Written request: Lay out every line of the data below as a JSON list of strings, one string per line, leaving out blank lines.

Task input:
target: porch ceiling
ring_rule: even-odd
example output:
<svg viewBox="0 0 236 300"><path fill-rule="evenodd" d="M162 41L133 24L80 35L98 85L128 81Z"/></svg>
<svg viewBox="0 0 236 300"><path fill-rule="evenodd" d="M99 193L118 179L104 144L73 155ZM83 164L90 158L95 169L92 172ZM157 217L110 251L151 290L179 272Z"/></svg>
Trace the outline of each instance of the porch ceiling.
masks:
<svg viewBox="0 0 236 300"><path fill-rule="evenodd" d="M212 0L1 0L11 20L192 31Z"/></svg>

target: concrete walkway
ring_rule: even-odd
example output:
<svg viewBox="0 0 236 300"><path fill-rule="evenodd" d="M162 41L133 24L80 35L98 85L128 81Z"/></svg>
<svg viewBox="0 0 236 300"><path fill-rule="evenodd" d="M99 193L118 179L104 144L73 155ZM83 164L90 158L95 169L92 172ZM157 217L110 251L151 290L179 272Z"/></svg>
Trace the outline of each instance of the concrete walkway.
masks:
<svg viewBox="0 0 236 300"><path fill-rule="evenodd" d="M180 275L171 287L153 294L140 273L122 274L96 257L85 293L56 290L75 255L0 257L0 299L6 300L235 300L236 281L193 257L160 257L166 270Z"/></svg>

Solution for this exercise:
[
  "target: porch ceiling",
  "ring_rule: even-odd",
  "example output:",
  "<svg viewBox=\"0 0 236 300\"><path fill-rule=\"evenodd\" d=\"M162 41L133 24L80 35L98 85L128 81Z\"/></svg>",
  "<svg viewBox=\"0 0 236 300\"><path fill-rule=\"evenodd\" d=\"M99 193L118 179L104 144L73 155ZM83 164L90 158L95 169L92 172ZM157 217L110 251L151 290L179 272Z\"/></svg>",
  "Trace the outline of each instance of the porch ceiling.",
  "masks:",
  "<svg viewBox=\"0 0 236 300\"><path fill-rule=\"evenodd\" d=\"M212 0L1 0L11 20L192 31Z\"/></svg>",
  "target: concrete walkway",
  "ring_rule: even-odd",
  "example output:",
  "<svg viewBox=\"0 0 236 300\"><path fill-rule=\"evenodd\" d=\"M162 41L133 24L80 35L98 85L128 81Z\"/></svg>",
  "<svg viewBox=\"0 0 236 300\"><path fill-rule=\"evenodd\" d=\"M99 193L118 179L104 144L73 155ZM83 164L90 158L95 169L92 172ZM157 217L110 251L151 290L179 272Z\"/></svg>",
  "Trace the outline of each instance of the concrete walkway.",
  "masks:",
  "<svg viewBox=\"0 0 236 300\"><path fill-rule=\"evenodd\" d=\"M180 275L171 287L153 294L140 273L122 274L96 257L85 293L56 290L75 255L0 257L0 299L6 300L235 300L236 281L193 257L160 257L166 270Z\"/></svg>"
]